[Task description]: Look through the data below. Collect every line where the word "white" occurs.

[Information shown]:
===============

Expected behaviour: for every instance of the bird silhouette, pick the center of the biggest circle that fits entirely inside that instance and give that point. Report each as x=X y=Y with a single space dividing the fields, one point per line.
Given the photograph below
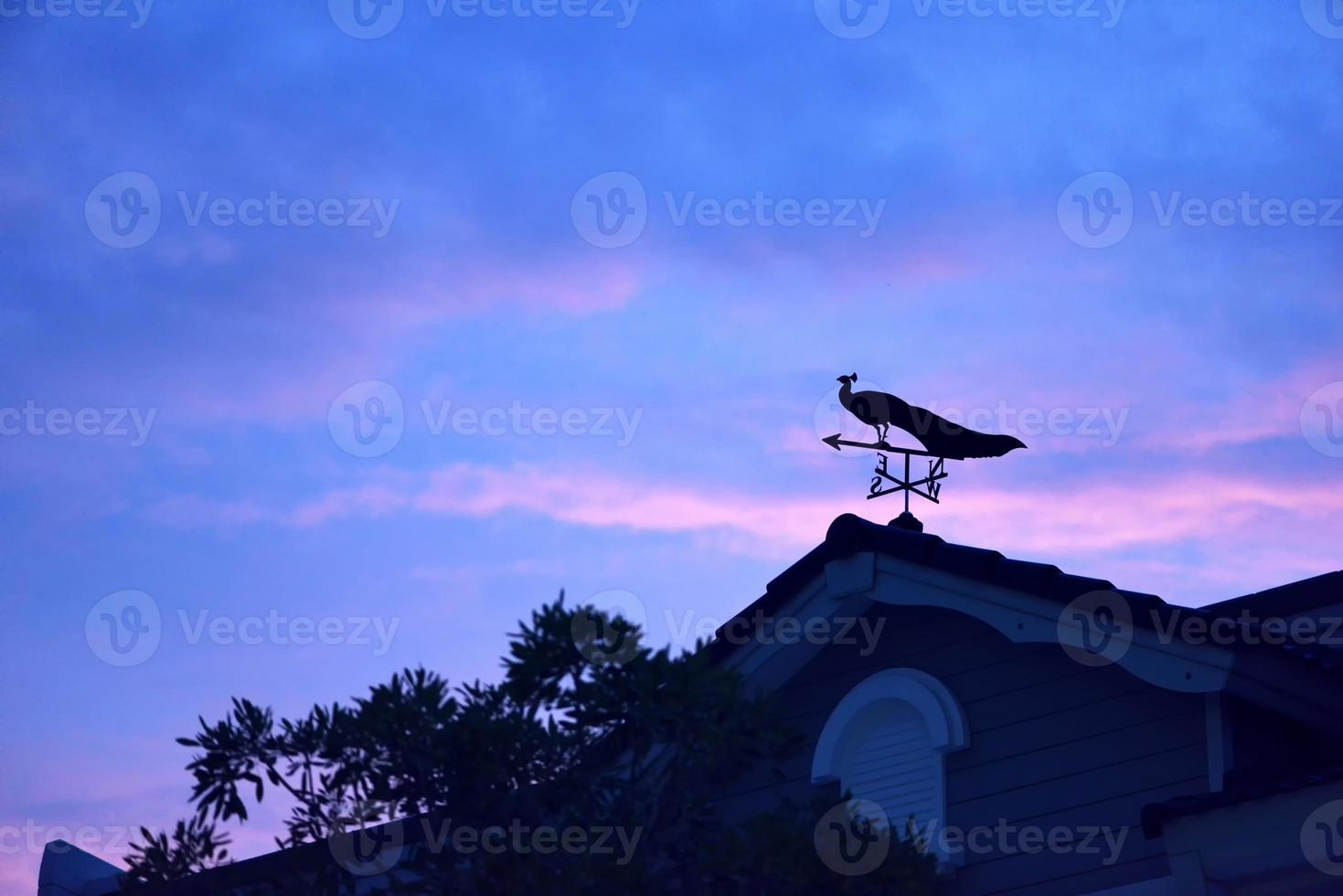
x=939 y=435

===============

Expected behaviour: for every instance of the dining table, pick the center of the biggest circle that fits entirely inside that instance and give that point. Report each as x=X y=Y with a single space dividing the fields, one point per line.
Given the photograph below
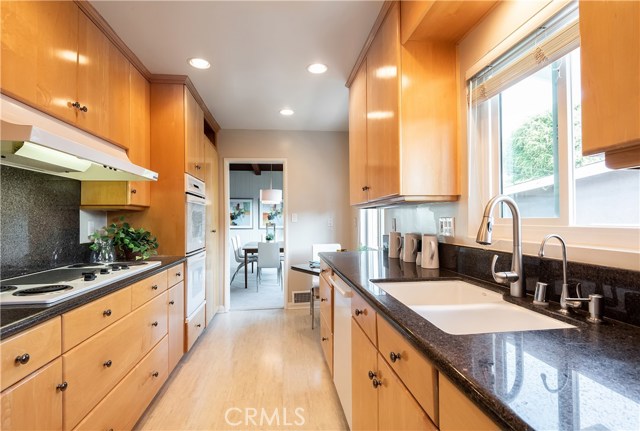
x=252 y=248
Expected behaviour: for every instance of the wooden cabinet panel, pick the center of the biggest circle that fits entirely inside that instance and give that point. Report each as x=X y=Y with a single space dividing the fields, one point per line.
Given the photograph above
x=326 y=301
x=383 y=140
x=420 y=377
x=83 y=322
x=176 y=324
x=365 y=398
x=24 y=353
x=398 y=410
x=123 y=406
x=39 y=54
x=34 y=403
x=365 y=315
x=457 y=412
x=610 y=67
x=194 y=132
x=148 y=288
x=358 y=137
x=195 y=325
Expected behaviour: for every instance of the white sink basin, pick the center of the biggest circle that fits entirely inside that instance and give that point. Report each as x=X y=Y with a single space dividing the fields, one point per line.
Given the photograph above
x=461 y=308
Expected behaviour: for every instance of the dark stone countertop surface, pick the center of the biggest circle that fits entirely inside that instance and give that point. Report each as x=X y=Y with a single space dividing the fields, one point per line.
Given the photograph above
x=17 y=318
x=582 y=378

===============

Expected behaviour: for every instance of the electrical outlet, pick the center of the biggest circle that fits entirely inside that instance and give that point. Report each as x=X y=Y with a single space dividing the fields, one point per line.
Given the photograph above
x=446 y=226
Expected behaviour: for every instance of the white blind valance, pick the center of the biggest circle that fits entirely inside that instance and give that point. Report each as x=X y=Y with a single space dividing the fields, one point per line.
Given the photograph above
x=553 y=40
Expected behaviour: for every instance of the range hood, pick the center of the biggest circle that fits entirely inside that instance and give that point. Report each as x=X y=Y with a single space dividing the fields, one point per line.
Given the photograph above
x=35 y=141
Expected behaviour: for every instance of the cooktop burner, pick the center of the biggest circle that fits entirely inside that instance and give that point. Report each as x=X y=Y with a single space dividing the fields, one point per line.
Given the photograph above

===============

[Result below]:
Expected behaviour: for every instance of the white sink basin, pick the center of the biggest circle that fits entirely inside that instance and give that point. Report each as x=X y=Y with a single space dividing the fields, one point per line.
Expected behaviour: for every instance of the white blind valance, pick the center of the biggest circle that fits entirely inside that instance and give that point. Report each as x=X y=Y with a single space dividing the fields, one point per line.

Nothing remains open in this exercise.